Segment Open

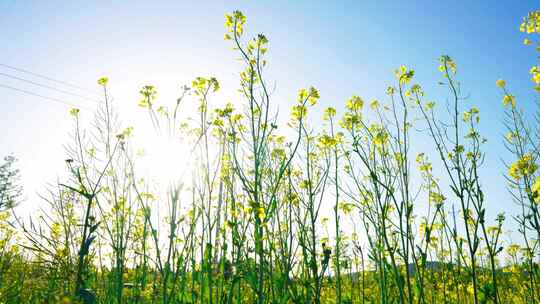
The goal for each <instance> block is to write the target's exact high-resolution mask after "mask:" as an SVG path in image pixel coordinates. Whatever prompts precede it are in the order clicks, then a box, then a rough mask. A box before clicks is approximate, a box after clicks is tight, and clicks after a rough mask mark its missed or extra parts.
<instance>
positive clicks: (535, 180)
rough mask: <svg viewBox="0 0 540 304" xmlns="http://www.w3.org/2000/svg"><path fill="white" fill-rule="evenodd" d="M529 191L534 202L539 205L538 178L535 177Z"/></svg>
mask: <svg viewBox="0 0 540 304" xmlns="http://www.w3.org/2000/svg"><path fill="white" fill-rule="evenodd" d="M531 191H532V194H533V197H534V201H535V202H537V203H540V176H538V177H536V180H535V181H534V184H533V186H532V188H531Z"/></svg>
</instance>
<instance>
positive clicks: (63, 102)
mask: <svg viewBox="0 0 540 304" xmlns="http://www.w3.org/2000/svg"><path fill="white" fill-rule="evenodd" d="M0 87H2V88H6V89H10V90H13V91H17V92H21V93H25V94H28V95H32V96H36V97H40V98H43V99H46V100H49V101H54V102H57V103H62V104H65V105H68V106H71V107H77V108H83V109H87V110H92V109H90V108H89V107H86V106H80V105H77V104H73V103H70V102H67V101H64V100H61V99H58V98H54V97H49V96H45V95H40V94H36V93H34V92H30V91H27V90H23V89H19V88H15V87H12V86H8V85H5V84H1V83H0Z"/></svg>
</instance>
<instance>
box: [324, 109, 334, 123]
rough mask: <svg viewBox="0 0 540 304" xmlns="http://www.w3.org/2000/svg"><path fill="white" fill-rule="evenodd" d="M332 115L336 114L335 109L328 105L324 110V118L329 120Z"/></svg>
mask: <svg viewBox="0 0 540 304" xmlns="http://www.w3.org/2000/svg"><path fill="white" fill-rule="evenodd" d="M334 116H336V109H334V108H332V107H328V108H326V110H324V115H323V119H324V120H330V119H331V118H332V117H334Z"/></svg>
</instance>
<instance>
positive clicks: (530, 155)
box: [508, 154, 540, 186]
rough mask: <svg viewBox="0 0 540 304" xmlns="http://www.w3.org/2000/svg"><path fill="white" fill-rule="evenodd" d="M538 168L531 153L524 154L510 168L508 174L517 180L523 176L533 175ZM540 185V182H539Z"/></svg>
mask: <svg viewBox="0 0 540 304" xmlns="http://www.w3.org/2000/svg"><path fill="white" fill-rule="evenodd" d="M536 169H538V165H537V164H536V163H535V161H534V159H533V157H532V155H531V154H524V155H523V156H522V157H521V158H520V159H518V160H517V161H516V162H514V163H513V164H512V165H510V167H509V168H508V175H509V176H510V177H512V178H513V179H515V180H520V179H521V178H522V177H523V176H528V175H532V174H534V173H535V172H536ZM539 186H540V184H539Z"/></svg>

Segment Closed

§ **What you will do**:
All the material shown above is to be copied exactly, with no pictures carried over.

§ **Solution below**:
The goal for each <instance> block is to write the target's exact high-resolution mask after "mask:" as an SVG path in image pixel coordinates. Whatever prompts precede it are in the order clicks, then a box, then a rough mask. A box before clicks is approximate, a box after clicks is tight, and clicks after a rough mask mark its missed or extra parts.
<instance>
positive clicks: (535, 180)
rough mask: <svg viewBox="0 0 540 304" xmlns="http://www.w3.org/2000/svg"><path fill="white" fill-rule="evenodd" d="M529 191L534 202L539 205L538 178L535 177Z"/></svg>
mask: <svg viewBox="0 0 540 304" xmlns="http://www.w3.org/2000/svg"><path fill="white" fill-rule="evenodd" d="M531 191H532V194H533V197H534V201H535V202H537V203H540V176H538V177H536V180H535V181H534V184H533V186H532V188H531Z"/></svg>
</instance>
<instance>
positive clicks: (63, 102)
mask: <svg viewBox="0 0 540 304" xmlns="http://www.w3.org/2000/svg"><path fill="white" fill-rule="evenodd" d="M0 87H2V88H6V89H10V90H13V91H17V92H21V93H25V94H28V95H32V96H36V97H40V98H43V99H46V100H49V101H54V102H57V103H62V104H65V105H68V106H71V107H77V108H83V109H87V110H92V109H90V108H89V107H86V106H80V105H77V104H73V103H70V102H67V101H64V100H61V99H58V98H54V97H49V96H45V95H40V94H36V93H34V92H30V91H27V90H23V89H19V88H15V87H12V86H8V85H5V84H1V83H0Z"/></svg>
</instance>
<instance>
box: [324, 109, 334, 123]
rough mask: <svg viewBox="0 0 540 304" xmlns="http://www.w3.org/2000/svg"><path fill="white" fill-rule="evenodd" d="M332 115L336 114L335 109L328 105L324 110V118L329 120Z"/></svg>
mask: <svg viewBox="0 0 540 304" xmlns="http://www.w3.org/2000/svg"><path fill="white" fill-rule="evenodd" d="M334 116H336V109H334V108H332V107H328V108H326V110H324V115H323V119H324V120H330V119H331V118H332V117H334Z"/></svg>
</instance>
<instance>
positive clicks: (530, 155)
box: [508, 154, 540, 186]
rough mask: <svg viewBox="0 0 540 304" xmlns="http://www.w3.org/2000/svg"><path fill="white" fill-rule="evenodd" d="M538 168L531 153L524 154L510 168L508 174L517 180L523 176L533 175ZM540 185V182H539Z"/></svg>
mask: <svg viewBox="0 0 540 304" xmlns="http://www.w3.org/2000/svg"><path fill="white" fill-rule="evenodd" d="M536 169H538V165H537V164H536V163H535V161H534V159H533V157H532V155H531V154H524V155H523V156H522V157H521V158H520V159H518V160H517V161H516V162H514V163H513V164H512V165H510V167H509V168H508V175H509V176H510V177H512V178H513V179H515V180H520V179H521V178H522V177H523V176H528V175H532V174H534V173H535V172H536ZM539 186H540V184H539Z"/></svg>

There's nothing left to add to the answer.